* Supplied records
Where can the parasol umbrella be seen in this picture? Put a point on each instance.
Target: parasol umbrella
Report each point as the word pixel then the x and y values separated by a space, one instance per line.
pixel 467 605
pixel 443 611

* Problem to work on
Print the data in full. Match it exactly.

* Response area
Where can the parasol umbrella be seen in this picture? Put a point on each instance.
Target: parasol umbrella
Report each point as the word pixel then the x and y values separated by a space, one instance per line.
pixel 467 605
pixel 443 611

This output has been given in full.